[Stated problem]: Quote the passage about the St Benet's Hall Boat Club word for word, from "St Benet's Hall Boat" to "Church Meadow, Oxford.".

[Text start]

St Benet's Hall Boat Club is a rowing club for members of St Benet's Hall, Oxford. It is based on the Isis at Boathouse Island, Christ Church Meadow, Oxford.

History
The club was founded in 1981.

It regularly participates in the Torpids and Summer Eights. Women joined the club in 2016 after purchasing their first boat called Ithaca.

In its relatively short history the men’s boat has enjoyed periods of considerable success. In the mid 2000s the club was especially successful, moving up to division 4 in both Torpids and Eights. During this period the club won blades on several occasions. In 2015 the men's crew secured discretionary blades for their performance in Eights, with the crew re-established firmly in fixed divisions. In 2019, they secured blades again in a monumental Torpids run that saw them move up 7 places into fixed divisions.

[Text end]
[Given data start]

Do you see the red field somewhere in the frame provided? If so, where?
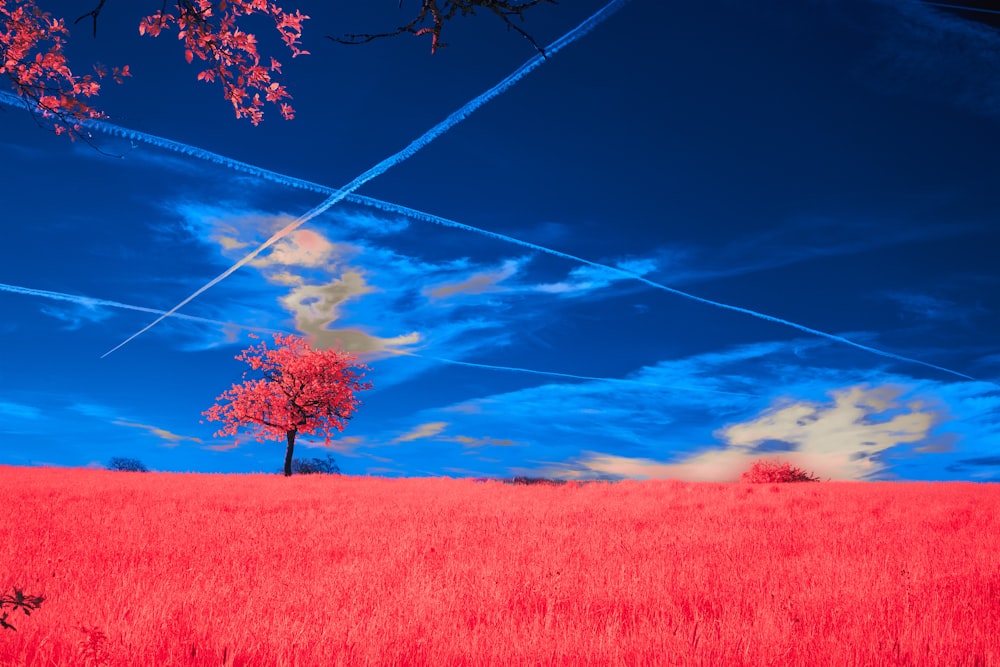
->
[0,467,1000,667]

[Given data end]

[Task solution]:
St Benet's Hall Boat Club is a rowing club for members of St Benet's Hall, Oxford. It is based on the Isis at Boathouse Island, Christ Church Meadow, Oxford.